• [Supplied passage]
********************
The parents of eight girls are suing the doctor, two school nurses, and the school district, claiming they violated their childrens’ constitutional rights to be free from unreasonable search and seizure, as well as their privacy rights and parental liberty rights.
The lawyer for the school district, Rea Thomas of East Rockhill, said the district had an “absolute legal obligation” to perform the physical exams, and asserted the nurses and the doctor behaved professionally.
Thomas referred to a state police investigation that followed the incident, which touched off a firestorm of controversy and emotion at school board meetings, and said no wrongdoing was found.
The lawyer for Vahanvaty, George M. Nace of Allentown, denied in opening statements that the girls were given an internal exam, saying the physical “in no way constituted a gynecological examination.” He said four expert witnesses, including Dr. Bradley J. Bradford, president of the Pennsylvania Chapter of American Pediatricians, will take the stand in support of Vahanvaty, who he said will also testify and “go through this in detail” about what happened that day at the school. Nace said the doctor simply gave the girls a comprehensive examination.
Under direct examination by attorney Brian Thomas, the girl called into question just how comprehensive the exam was.
The girl said the doctor “never asked for my health history or if I was sexually active.”
She said she told the nurse that “my parents won’t like this” and asked to use the telephone, but the request was denied.
The girl said she was told she had to be checked for sexually transmitted diseases, and “to see if we were developing right.”
The girl’s father, Paul Tucker, said when her daughter arrived home that day from school the first words out of her mouth were: “Dad you have to kill someone for me.”
Tucker, an electrician by trade, said the experience “crushed” his daughter. He said he was upset by the experience and angered by the fact he never received an explanation from the school district on how they lost the paperwork from the family doctor and why the school’s doctor touched his daughter’s genitals.
Thomas, in opening statements, said the school document governing school physicals refers only to genital exams for boys.
He called the exams the girls received “aberrant.”
The school district sent home notices to parents while their children were in fifth grade, notifying them that their children were required to have a physical in sixth grade. The notices said the parents had three options: have a family doctor perform the physical; request that a parent be present for the school physical; or let the school doctor give the physical without a parent present.
********************
• [Activity list]
1/ Answer these questions from the school physicals article, one line each:
(a) Who is named as the lawyer for the school district?
(b) What is Paul Tucker's trade?
(c) What three options did the notices sent home to parents offer?
2/ Continue the school physicals article from its last sentence onward.

• [Dataset records]
********************
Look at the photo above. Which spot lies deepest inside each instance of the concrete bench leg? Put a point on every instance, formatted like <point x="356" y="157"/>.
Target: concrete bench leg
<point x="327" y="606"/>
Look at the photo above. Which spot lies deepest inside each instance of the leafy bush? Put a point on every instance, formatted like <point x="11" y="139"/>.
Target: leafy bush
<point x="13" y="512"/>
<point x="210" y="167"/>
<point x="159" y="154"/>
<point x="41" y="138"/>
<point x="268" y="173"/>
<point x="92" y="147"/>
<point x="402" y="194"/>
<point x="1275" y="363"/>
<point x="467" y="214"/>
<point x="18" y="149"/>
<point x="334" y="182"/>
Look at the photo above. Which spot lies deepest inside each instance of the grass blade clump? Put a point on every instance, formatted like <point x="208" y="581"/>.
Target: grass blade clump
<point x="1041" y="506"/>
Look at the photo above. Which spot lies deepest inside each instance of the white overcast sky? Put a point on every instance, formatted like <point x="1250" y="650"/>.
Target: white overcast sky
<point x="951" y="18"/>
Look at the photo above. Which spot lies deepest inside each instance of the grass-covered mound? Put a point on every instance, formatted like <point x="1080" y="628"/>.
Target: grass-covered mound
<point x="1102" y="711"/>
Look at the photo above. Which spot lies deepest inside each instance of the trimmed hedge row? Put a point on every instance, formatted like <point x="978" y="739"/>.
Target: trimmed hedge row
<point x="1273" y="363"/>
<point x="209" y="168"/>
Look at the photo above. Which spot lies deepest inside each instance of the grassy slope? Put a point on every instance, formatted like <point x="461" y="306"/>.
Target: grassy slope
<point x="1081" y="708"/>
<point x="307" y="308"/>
********************
• [Answers to the exercises]
1/
(a) Rea Thomas of East Rockhill
(b) He is an electrician.
(c) Have a family doctor perform the physical, request that a parent be present for the school physical, or let the school doctor give the physical without a parent present.

2/
Tucker said the school district never informed his family that his daughter was not “in compliance” with state-mandated physicals before his daughter was given her exam at the school.
Under cross-examination by Nace, Tucker admitted he has not been shy about letting people know what allegedly happened to his daughter. Tucker said he went on 38 radio interviews and discussed the matter with the Christian Coalition as well as the 700 Club and appeared on AM Philadelphia, a television newsmagazine.
The jury of five men and three women also listened to testimony from Jean Baumgartner, a mother of another girl who claims Dr. Vahanvaty touched her daughter’s genitals during the examination.
Baumgartner, a practical nurse, said she checked the box on the form the school sent her, instructing the school that she wanted to be present for the examination.
Baumgartner said she asked the school several times when the exam was going to be given but never received an answer.
The girl testified her efforts to stop the exam because her mother was not present were useless.
The mother said that when she found out what had happened to her daughter at school that day, ” … I couldn’t believe it.”
“I was home all day long and no one called to say she was having a physical,” Baumgartner said. “I filled out the form saying I wanted to be present.”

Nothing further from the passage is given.